## ASSIGNMENT:
Could you transcribe every entry below exactly, leaving out the pictures?

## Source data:
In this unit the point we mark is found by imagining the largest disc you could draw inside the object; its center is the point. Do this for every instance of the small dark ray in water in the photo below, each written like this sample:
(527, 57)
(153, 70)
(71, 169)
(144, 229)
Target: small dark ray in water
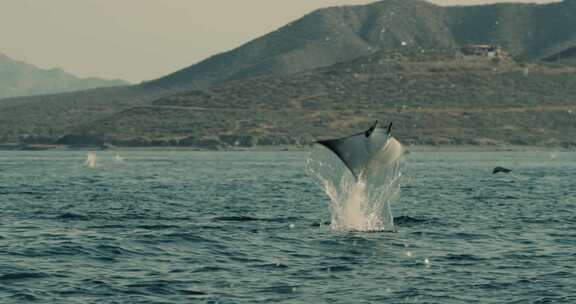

## TASK OUTPUT:
In this unit the point we mark is found by imagining the largest disc you could draw inside the object; its center is the point. Do this for every instance of the small dark ray in water in the photo below, each written like this sample:
(527, 57)
(153, 70)
(71, 169)
(144, 229)
Target: small dark ray in water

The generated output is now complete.